------ Lesetext

Zeit für Klarheit und Ernte: Ein Ritual zum Schnitterinnenfest

Anfang August beginnt der Erntemonat, welcher dem Schnitterinnenfest, bekannt auch als Lammas oder Lugnasadh, eingeläutet wird. Viele Pflanzen tragen Früchte, das Getreide ist reif, Heilpflanzen haben eine ganz besonders hohe Wirkung. Zum Schnitterinnenfest wurde der erste Schnitt gesetzt, das Fest markierte den Beginn der Erntezeit. Das Korn wird eingefahren, die Speicher füllen sich und die Menschen bereiten sich auf Herbst und Winter vor. Und obwohl die Tage wieder kürzer werden, scheint die Sonne heißer als sonst im Jahr. So bekommen alle Früchte noch einmal von der Sonne richtig Kraft.

Traditionell sammelten die Frauen zu dieser Zeit auch die Heilkräuter ein, schnitten sie und formten sie zu Bündeln. Diese werden dann Mitte August der Göttin geweiht. Die katholische Kirche hat dazu passend Maria Himmelfahrt auf den 15. August gelegt. Der traditionelle Kräuterbund wird aus neun Kräutern gebunden. Die Kräuter des „Neunerbuschens“ sind Johanniskraut, Schafgarbe, Baldrian, Wermut, Arnika, Pfefferminze, Königskerze (welche immer in die Mitte gebunden wird), Kamille und Tausendgüldenkraut.

------------

Kurze Übung 1 —
Gib die folgenden Datensätze vollständig und Wort für Wort wieder.

------ Bereitgestelltes Material

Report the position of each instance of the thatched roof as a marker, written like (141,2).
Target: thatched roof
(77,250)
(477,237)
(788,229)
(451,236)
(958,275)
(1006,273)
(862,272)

------------

Kurze Übung 2 —
Stimmen diese Aussagen mit dem Text zum Schnitterinnenfest überein? Antworte jeweils mit Ja oder Nein und zitiere die entscheidenden Worte. (a) Der traditionelle Kräuterbund besteht aus neun Kräutern. (b) Die Kamille wird immer in die Mitte des Neunerbuschens gebunden. (c) Maria Himmelfahrt liegt auf dem 15. August.

Schriftliche Antwort 1 —
Report the position of each instance of the thatched roof as a marker, written like (141,2).
Target: thatched roof
(77,250)
(477,237)
(788,229)
(451,236)
(958,275)
(1006,273)
(862,272)

Schriftliche Antwort 2 —
(a) Ja: „Der traditionelle Kräuterbund wird aus neun Kräutern gebunden.“
(b) Nein: „Königskerze (welche immer in die Mitte gebunden wird)“
(c) Ja: „Die katholische Kirche hat dazu passend Maria Himmelfahrt auf den 15. August gelegt.“